§ **WORK REQUEST**: Update the page excerpt below, beginning at the words "Southern Karnataka state, whose" and stopping after "week beginning Tuesday.", with "Bangalore" changed to "Bengaluru".
::: PAGE EXCERPT :::
Southern Karnataka state, whose IT hub Bangalore is home to Microsoft, Apple and Amazon offices, extended Sunday lockdowns to one week beginning Tuesday.
6:59 a.m.: Australia’s worst-hit Victoria state reported 273 new cases on Sunday, the sixth straight-day of triple-digit increases.
State Premier Daniel Andrews said a man in his 70s died overnight, bringing Australia’s death toll to 108, including 24 in Victoria, which currently has 1,484 active cases. A sudden surge in COVID-19 saw Victoria report a record 288 infections on Friday and 216 Saturday.
Australia’s most populous state New South Wales reported five new cases on Saturday. Andrews warned Victorians “this is a dangerous time.”
The major city of Melbourne is in virtual lockdown and Andrews said “we simply have no choice but to acknowledge the reality that we face and to do what must be done. That is to follow (the) rules, to only go out when you need to and to only go out for purposes that are lawful.”
6:50 a.m.: Taiwan wrapped up an annual film festival with an awards ceremony Saturday night as it holds more public events after keeping its coronavirus outbreak to a few hundred cases.
::: PROVIDED RECORDS :::
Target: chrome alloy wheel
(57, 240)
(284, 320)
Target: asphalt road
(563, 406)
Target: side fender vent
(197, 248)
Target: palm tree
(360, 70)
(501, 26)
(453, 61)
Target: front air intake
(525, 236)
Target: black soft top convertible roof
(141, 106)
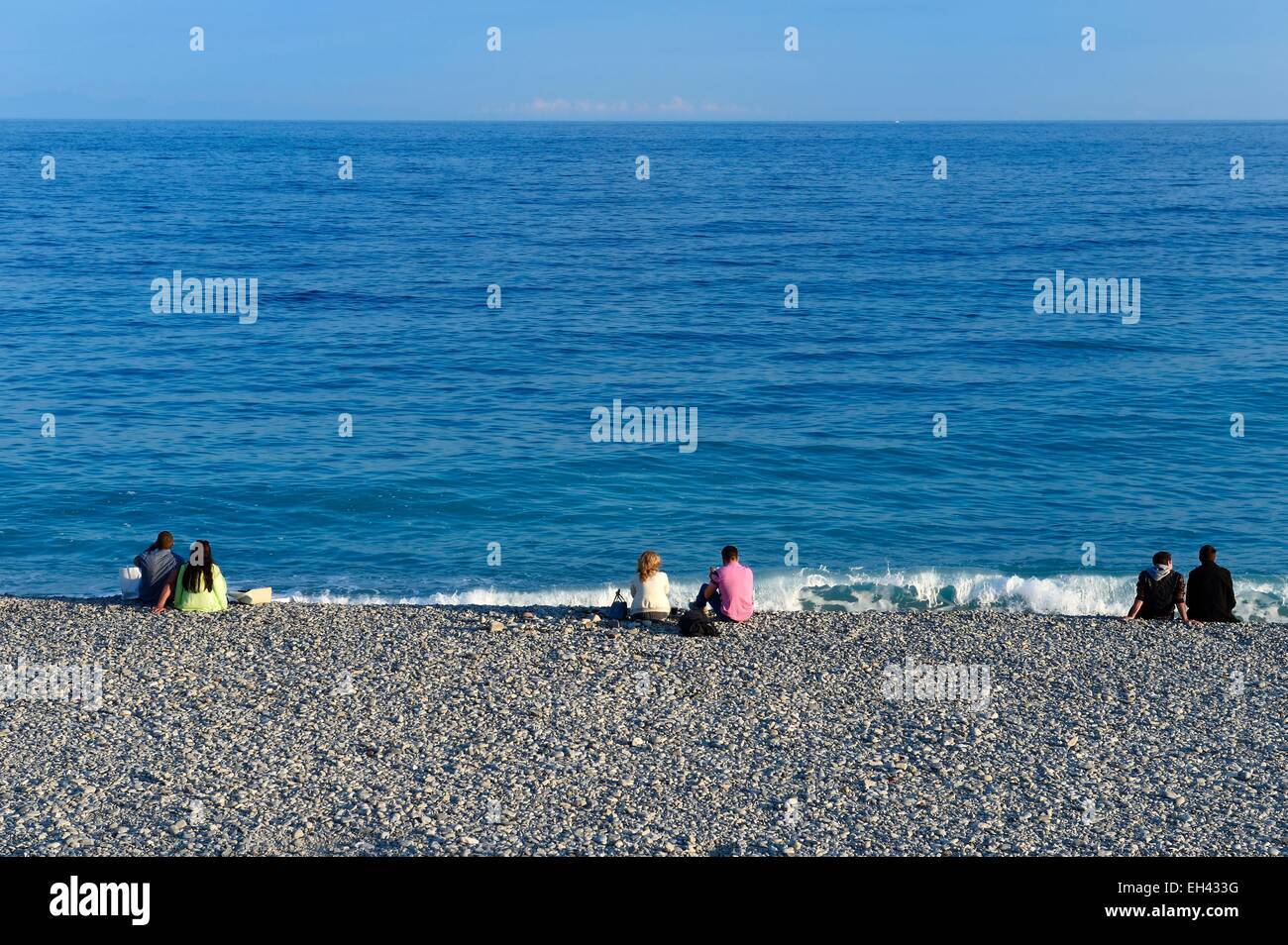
:::
§ **ANSWER TO THIS TASK**:
Southern Karnataka state, whose IT hub Bengaluru is home to Microsoft, Apple and Amazon offices, extended Sunday lockdowns to one week beginning Tuesday.